Short task 1 =>
In the Nonlin album description, which Chicago cellist plays the strings on "Reverse Culture Music"?
Short task 2 =>
Using the Nonlin album description, explain why the compositions on the album drift slightly out of line.

Document extract =>
With Dissolvi, his first release on Ghostly International (August 2018) and his most collaborative work to date — featuring Julianna Barwick, GABI, and a broader set of instrumentation overall — Hauschildt extends a vast, vibrating framework in which to consider the state of being. Songs are cerebral in orientation, but beyond explanation — references to solipsistic desires, modern-day surveillance, and physiological phenomena abound — the music is truly visceral and profoundly rich.

Just a year later, Hauschildt returns with Nonlin, an album that’s freer, leaner, and looser, both structurally and conceptually; less linear compared to its predecessor, but still captivating. Developed and recorded in several studios during and around the edges of tour — Chicago, Los Angeles, New York, Tbilisi, and Brussels — this material emulates an alienating encounter with a smattering of places, a replicant of culture shock, a solitary and stark experience with uncanny environments, melody and dissonance as oblique locales.

Nonlin finds Hauschildt evolving his palette of tools, integrating modular and granular synthesis. The improvisatory and generative nature of modular systems, when paired with his signature grid-oriented and hand-played techniques, guides these compositions slightly out of line to hypnotic effect. Opener “Cloudloss” permeates the mix with an unsettling smog, which reappears and all but engulfs “A Planet Left Behind.” On cuts like “Attractor B” and “Subtractive Skies,” pockets of air rest between sequenced pulses, whose crumpling and flattening folds build into a restrained rapture of crisp frequencies and milky reverb-swallowed coruscations.

The album’s title track and centerpiece logs on to a foreign network, a fractured percussion signal that modulates and stutters into static amidst curious melodic sparkling in the hazy bandwidth. “Reverse Culture Music” casts an elegant and brooding stream of strings, pizzicato and churning bow from Chicago cellist Lia Kohl, against chiming minimalist synth frameworks. A surprising pattern emerges in the taciturn systems at work. Hauschildt continues to expand his already horizon-wide repertoire, here exploring the effects of corrupting coordinates; a flight subject to the collapsable abilities of time in remote spaces, a smearing of the axis to elegiac ends.

(Image object location entries)
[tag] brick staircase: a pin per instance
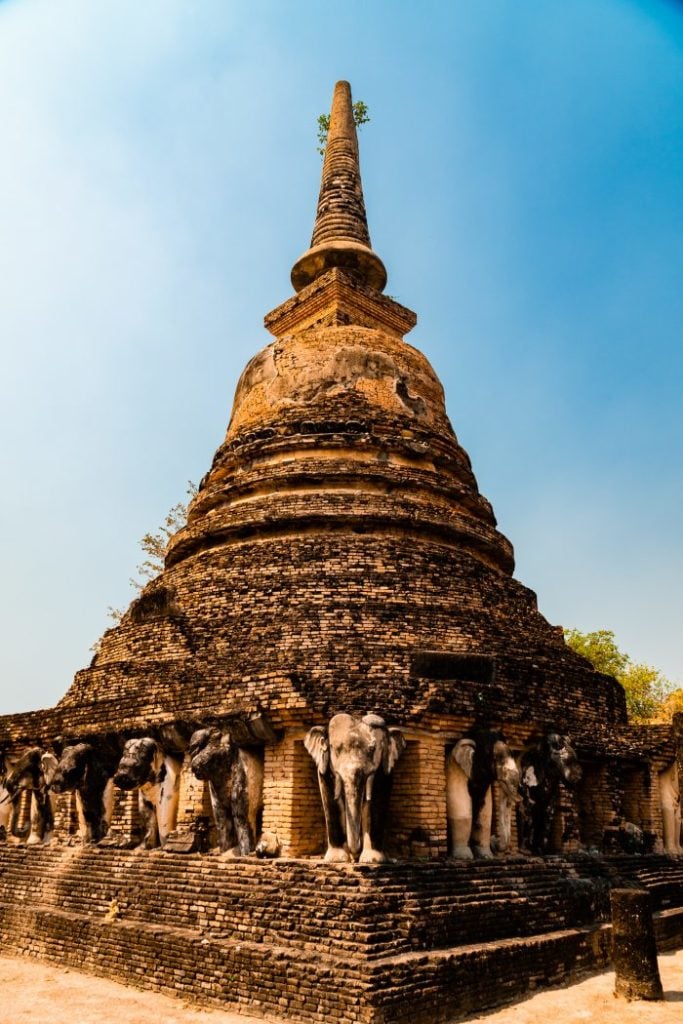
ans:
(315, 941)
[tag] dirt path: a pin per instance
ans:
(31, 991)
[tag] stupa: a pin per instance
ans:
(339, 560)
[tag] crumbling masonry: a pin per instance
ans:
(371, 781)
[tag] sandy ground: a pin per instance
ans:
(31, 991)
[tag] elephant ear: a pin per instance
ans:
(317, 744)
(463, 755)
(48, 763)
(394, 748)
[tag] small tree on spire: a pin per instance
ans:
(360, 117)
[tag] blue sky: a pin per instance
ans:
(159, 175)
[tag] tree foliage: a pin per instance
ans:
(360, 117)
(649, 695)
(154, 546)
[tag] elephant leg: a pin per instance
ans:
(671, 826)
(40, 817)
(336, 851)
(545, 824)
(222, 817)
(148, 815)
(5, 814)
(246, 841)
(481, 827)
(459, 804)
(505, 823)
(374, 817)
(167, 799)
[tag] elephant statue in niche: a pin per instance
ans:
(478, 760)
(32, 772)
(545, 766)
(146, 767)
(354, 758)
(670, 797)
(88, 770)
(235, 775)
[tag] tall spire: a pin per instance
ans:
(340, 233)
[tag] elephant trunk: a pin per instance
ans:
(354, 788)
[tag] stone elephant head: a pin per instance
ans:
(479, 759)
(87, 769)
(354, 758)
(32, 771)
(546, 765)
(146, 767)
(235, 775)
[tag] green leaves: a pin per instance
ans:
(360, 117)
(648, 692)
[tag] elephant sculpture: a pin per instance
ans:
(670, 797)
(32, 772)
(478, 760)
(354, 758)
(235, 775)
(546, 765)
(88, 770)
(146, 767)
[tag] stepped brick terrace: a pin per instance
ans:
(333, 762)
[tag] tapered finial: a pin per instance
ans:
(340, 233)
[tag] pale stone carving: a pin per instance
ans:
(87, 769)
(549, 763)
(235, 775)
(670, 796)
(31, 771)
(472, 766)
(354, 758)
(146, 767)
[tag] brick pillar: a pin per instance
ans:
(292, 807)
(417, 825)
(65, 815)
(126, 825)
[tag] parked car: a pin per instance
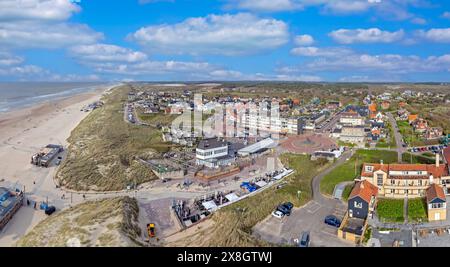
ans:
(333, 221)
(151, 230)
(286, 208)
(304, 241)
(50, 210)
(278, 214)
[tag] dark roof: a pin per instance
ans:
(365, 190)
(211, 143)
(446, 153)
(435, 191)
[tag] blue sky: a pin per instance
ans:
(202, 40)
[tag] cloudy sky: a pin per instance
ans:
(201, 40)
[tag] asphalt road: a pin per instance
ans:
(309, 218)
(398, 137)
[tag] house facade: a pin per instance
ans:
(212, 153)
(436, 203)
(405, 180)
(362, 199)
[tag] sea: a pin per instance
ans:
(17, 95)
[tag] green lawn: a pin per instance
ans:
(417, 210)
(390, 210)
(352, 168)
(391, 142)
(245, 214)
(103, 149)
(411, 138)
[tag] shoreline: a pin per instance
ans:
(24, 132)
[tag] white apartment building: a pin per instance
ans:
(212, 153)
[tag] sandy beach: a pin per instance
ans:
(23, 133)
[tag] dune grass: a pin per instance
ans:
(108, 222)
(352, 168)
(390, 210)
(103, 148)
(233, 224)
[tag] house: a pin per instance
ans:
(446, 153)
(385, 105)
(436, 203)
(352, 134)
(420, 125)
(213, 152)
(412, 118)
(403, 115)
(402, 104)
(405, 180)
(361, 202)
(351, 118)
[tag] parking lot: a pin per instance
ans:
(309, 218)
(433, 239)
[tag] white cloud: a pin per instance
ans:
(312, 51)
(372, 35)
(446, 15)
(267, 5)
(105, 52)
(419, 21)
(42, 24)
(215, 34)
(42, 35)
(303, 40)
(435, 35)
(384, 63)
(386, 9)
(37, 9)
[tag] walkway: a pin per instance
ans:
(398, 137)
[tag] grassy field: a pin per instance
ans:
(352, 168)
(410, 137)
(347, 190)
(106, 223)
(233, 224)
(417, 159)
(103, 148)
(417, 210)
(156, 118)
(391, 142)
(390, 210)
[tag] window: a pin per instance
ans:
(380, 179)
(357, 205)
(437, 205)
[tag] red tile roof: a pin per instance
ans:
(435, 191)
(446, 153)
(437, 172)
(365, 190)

Exercise output 1 =>
Lia Kohl.

Exercise output 2 =>
Hauschildt integrated modular and granular synthesis into his tools. The improvisatory and generative nature of modular systems, paired with his grid-oriented and hand-played techniques, guides the compositions slightly out of line to hypnotic effect.